» Given instruction
Would you write out the entries below, every one of them, exactly?

» Information supplied
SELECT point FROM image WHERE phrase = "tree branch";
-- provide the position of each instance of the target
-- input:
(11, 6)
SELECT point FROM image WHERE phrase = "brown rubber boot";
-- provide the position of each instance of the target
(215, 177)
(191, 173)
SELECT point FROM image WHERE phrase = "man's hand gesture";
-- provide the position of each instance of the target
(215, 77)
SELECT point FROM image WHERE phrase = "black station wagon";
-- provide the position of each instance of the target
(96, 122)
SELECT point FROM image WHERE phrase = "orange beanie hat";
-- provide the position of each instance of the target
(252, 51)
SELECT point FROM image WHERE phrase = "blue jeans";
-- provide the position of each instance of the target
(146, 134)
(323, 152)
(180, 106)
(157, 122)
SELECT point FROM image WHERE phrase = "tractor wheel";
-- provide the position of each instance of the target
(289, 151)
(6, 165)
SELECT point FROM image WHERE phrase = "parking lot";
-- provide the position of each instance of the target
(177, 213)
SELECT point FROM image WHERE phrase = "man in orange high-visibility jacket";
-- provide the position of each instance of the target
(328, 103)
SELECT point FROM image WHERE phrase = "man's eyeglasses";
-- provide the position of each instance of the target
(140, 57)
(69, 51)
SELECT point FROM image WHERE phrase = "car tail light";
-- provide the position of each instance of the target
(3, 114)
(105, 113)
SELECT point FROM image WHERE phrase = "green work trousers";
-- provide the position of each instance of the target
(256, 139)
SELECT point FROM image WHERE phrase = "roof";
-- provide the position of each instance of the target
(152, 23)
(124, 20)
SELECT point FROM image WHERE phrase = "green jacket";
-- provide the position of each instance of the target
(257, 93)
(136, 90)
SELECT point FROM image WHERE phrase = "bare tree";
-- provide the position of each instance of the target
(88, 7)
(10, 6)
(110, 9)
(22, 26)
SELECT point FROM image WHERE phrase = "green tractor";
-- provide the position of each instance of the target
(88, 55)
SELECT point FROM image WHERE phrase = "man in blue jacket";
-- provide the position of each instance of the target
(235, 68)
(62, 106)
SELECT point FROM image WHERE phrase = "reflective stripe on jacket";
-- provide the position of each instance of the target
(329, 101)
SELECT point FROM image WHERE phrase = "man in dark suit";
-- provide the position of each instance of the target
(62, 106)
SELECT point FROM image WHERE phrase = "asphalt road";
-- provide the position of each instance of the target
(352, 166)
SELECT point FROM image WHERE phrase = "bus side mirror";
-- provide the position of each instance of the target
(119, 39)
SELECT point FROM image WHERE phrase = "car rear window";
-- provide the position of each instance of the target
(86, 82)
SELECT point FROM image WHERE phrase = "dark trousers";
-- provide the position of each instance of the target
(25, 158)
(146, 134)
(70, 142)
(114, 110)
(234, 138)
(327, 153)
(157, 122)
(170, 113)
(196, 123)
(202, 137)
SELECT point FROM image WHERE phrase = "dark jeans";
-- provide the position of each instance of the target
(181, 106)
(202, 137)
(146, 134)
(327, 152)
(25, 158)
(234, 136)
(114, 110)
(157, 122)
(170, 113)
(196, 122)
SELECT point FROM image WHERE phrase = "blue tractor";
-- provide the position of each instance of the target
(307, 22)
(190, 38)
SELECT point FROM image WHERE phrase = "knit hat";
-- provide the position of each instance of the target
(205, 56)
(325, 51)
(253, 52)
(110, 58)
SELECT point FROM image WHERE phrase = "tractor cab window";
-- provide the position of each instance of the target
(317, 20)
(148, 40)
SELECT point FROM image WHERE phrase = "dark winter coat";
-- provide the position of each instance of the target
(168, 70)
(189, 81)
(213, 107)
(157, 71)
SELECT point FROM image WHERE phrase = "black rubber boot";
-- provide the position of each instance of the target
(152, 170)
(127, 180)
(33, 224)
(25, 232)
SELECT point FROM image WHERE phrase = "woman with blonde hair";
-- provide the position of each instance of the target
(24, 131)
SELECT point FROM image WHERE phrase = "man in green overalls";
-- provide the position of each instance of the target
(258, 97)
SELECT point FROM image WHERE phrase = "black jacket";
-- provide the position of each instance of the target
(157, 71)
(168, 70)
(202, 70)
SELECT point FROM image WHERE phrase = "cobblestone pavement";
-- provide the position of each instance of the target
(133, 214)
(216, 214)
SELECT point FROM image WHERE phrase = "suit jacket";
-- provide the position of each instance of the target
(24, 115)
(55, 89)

» Written reply
SELECT point FROM image WHERE phrase = "tree branch";
-- provide the position of each instance of the target
-- input:
(11, 6)
SELECT point FROM image WHERE phrase = "brown rubber boot";
-- provide the position of each instance of the target
(215, 177)
(191, 173)
SELECT point FROM image WHERE phrase = "man's hand gesture";
-- provide the position of each instance of the target
(215, 77)
SELECT point FROM image WHERE phrase = "black station wagon";
-- provide the position of each instance of the target
(96, 122)
SELECT point FROM image WHERE phrase = "orange beanie hat";
-- provide the position of each instance of the target
(252, 51)
SELECT point FROM image WHERE phrase = "blue jeans";
-- provide the position of each instance of the target
(146, 134)
(323, 152)
(180, 106)
(157, 122)
SELECT point FROM image WHERE phrase = "tractor wheel";
-- provide the position of each instance of the target
(289, 151)
(6, 165)
SELECT point FROM image WHERE phrase = "parking lot";
-- provide the position of each instance of the target
(177, 213)
SELECT point FROM image WHERE phrase = "man in orange high-visibility jacket";
-- provide the position of each instance of the target
(328, 103)
SELECT point FROM image WHERE phrase = "man's eyeglasses";
-- provide the position of each instance of the target
(140, 57)
(69, 51)
SELECT point FROM image WHERE phrase = "car tail light";
-- provide the position of each instance of the target
(3, 114)
(105, 113)
SELECT point FROM image WHERE phrase = "green work trousers";
-- provide the position of each instance of the target
(256, 139)
SELECT point FROM image WHERE phrase = "roof";
-- provide the position of each instance of the target
(152, 23)
(124, 20)
SELECT point FROM image WHERE phrase = "green jacket";
-- provide the position of each instance of the target
(257, 93)
(136, 90)
SELECT point FROM image WHERE phrase = "bare tree";
-- provide the position of each instance of the target
(88, 7)
(10, 6)
(110, 9)
(22, 26)
SELECT point FROM image WHERE phrase = "green tractor";
-- provide the position of each instance of the target
(88, 55)
SELECT point FROM image WHERE phrase = "man in blue jacket";
-- provide the position of each instance of the target
(235, 68)
(62, 106)
SELECT point FROM image WHERE phrase = "reflective stripe on jacket";
-- provide the position of each instance of the target
(329, 101)
SELECT point FROM image WHERE phrase = "man in dark suit";
-- provide the position of each instance of the target
(62, 106)
SELECT point FROM image WHERE phrase = "asphalt road";
-- provide the position of each instance of the target
(352, 166)
SELECT point FROM image WHERE phrase = "bus side mirror";
-- provide the position of each instance of the target
(119, 39)
SELECT point FROM image WHERE phrase = "car rear window";
-- provide the position of each instance of the target
(86, 82)
SELECT point FROM image WHERE phrase = "dark trousers";
-- provide the position of each instance of the target
(25, 158)
(146, 134)
(70, 142)
(114, 110)
(234, 138)
(327, 153)
(157, 122)
(170, 113)
(196, 123)
(202, 137)
SELECT point FROM image WHERE phrase = "dark jeans";
-- provide the position of each instance of the target
(181, 106)
(202, 137)
(146, 134)
(327, 152)
(25, 158)
(234, 136)
(114, 110)
(157, 122)
(170, 113)
(196, 122)
SELECT point FROM image WHERE phrase = "blue tractor";
-- provide the position of each instance of the target
(307, 22)
(190, 38)
SELECT point FROM image WHERE phrase = "knit hat";
-- provide the position of each instance of the target
(205, 56)
(325, 51)
(253, 52)
(110, 58)
SELECT point FROM image WHERE phrase = "tractor cab window";
-- provide the position of each instance of the target
(317, 20)
(148, 40)
SELECT point FROM image WHERE phrase = "dark winter coat";
-- provide the position of each instance of the target
(168, 70)
(189, 81)
(213, 107)
(157, 71)
SELECT point FROM image WHERE phrase = "black rubber boot";
-- provide the position of each instance of the target
(152, 170)
(127, 180)
(33, 224)
(25, 232)
SELECT point FROM image WHERE phrase = "woman with blonde hair";
-- provide the position of each instance of the target
(24, 131)
SELECT point FROM image WHERE phrase = "man in green overalls";
-- provide the position of each instance of the target
(258, 97)
SELECT point FROM image WHERE phrase = "black jacket";
-- provide the position of each instance of the target
(157, 71)
(168, 70)
(202, 70)
SELECT point FROM image WHERE phrase = "cobblestone pavement";
-- provide the position of each instance of the target
(133, 214)
(216, 214)
SELECT point FROM image WHERE phrase = "suit jacket";
-- provide the position of each instance of the target
(24, 115)
(55, 89)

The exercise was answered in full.